#### [Passage]
This is the moment an heroic off-duty nurse battled to save the life of a builder after he was stabbed in the street and left for dead.
The clip shows Abigail Bamber, 26, on her knees giving CPR as the 41-year-old victim, who is covered in blood, gasps for breath.
Witnesses said the man died and was brought back to life as the good Samaritan tended to him while waiting for an ambulance to arrive.
Abigail is thought to have treated the man for around five minutes before paramedics took over after being called to the scene at around 6.40pm on Monday.
A 32-year-old man has been charged with attempted murder following the incident in Easton, Bristol.
The victim was rushed in a life-threatening condition to Southmead Hospital, Bristol, following the altercation and remains in a critical but stable condition, police said.
Other shocking photos show the victim with his jeans cut apart and hooked up to breathing apparatus as paramedics treat him.
The man who filmed the video, who asked not to be named, said: “I didn’t see the stabbing. We were driving past at the time.
“The man was walking around in the middle of the road and he collapsed.
“My friend performed CPR. It must have been for about five minutes until the ambulance got there.
“No one wanted to help at all but she helped within seconds. He was passing away but she kept it up.
“I don’t know how he is getting on now but he would have died if she wasn’t there.
“Everyone was doing their job so no one said anything to her, not even a thank you. ”

Stored data:
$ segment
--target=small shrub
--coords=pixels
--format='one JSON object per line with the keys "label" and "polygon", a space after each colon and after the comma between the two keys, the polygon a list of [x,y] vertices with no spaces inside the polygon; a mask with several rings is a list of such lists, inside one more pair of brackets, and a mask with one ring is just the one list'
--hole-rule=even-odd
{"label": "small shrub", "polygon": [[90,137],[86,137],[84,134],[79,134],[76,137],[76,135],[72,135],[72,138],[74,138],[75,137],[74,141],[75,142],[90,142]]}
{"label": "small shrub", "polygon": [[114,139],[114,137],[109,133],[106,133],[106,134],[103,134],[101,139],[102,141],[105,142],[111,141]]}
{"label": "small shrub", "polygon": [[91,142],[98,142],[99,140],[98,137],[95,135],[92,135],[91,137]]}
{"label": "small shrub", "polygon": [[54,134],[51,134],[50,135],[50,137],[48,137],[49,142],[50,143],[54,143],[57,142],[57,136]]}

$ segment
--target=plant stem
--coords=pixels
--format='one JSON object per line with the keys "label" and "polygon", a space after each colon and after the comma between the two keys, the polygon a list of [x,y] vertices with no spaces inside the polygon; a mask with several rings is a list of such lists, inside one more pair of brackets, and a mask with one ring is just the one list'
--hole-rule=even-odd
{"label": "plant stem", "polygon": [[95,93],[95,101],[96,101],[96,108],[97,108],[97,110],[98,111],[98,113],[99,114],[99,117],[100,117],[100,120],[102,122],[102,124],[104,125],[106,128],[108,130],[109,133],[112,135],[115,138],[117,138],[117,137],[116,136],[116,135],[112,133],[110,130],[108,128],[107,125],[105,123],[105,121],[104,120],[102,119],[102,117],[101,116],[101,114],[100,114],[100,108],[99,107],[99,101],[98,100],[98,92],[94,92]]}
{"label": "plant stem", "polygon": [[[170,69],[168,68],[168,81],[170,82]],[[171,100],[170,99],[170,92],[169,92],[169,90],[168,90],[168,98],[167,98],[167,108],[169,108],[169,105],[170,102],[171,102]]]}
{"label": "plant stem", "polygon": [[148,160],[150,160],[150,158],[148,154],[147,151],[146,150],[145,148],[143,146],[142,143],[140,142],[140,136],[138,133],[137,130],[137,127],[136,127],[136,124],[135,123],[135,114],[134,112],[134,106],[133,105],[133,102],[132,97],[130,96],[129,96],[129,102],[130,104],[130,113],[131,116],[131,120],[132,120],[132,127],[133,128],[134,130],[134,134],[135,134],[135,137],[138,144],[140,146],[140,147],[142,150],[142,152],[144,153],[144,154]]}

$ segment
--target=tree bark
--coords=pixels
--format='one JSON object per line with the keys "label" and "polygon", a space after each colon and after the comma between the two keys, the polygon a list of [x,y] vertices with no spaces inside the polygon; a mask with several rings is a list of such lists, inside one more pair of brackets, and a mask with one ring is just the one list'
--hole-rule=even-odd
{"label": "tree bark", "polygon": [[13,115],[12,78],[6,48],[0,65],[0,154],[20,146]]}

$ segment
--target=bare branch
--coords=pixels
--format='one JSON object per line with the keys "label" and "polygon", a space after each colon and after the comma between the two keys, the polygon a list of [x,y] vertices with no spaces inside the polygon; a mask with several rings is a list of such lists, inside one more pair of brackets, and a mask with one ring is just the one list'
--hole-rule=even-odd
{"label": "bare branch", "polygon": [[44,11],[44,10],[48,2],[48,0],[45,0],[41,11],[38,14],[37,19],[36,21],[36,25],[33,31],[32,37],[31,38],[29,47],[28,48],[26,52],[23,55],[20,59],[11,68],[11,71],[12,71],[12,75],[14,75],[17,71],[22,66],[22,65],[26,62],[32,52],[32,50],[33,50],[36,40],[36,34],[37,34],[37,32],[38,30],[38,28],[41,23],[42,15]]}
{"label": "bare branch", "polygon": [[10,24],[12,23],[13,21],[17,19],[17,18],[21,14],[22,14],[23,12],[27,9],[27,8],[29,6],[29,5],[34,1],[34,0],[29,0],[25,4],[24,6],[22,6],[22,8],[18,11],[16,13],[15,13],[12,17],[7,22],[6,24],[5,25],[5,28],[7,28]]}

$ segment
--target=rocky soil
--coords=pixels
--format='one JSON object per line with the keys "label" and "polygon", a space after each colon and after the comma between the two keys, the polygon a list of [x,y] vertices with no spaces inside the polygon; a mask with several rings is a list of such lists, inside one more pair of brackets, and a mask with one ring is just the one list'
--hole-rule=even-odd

#### [Work instruction 1]
According to the article on the Bristol stabbing, to which hospital was the victim taken?
#### [Work instruction 2]
Repeat the part of the article on the Bristol stabbing that starts at "The victim was" and stops after "paramedics treat him.".

#### [Written reply 1]
He was taken to Southmead Hospital in Bristol.

#### [Written reply 2]
The victim was rushed in a life-threatening condition to Southmead Hospital, Bristol, following the altercation and remains in a critical but stable condition, police said.
Other shocking photos show the victim with his jeans cut apart and hooked up to breathing apparatus as paramedics treat him.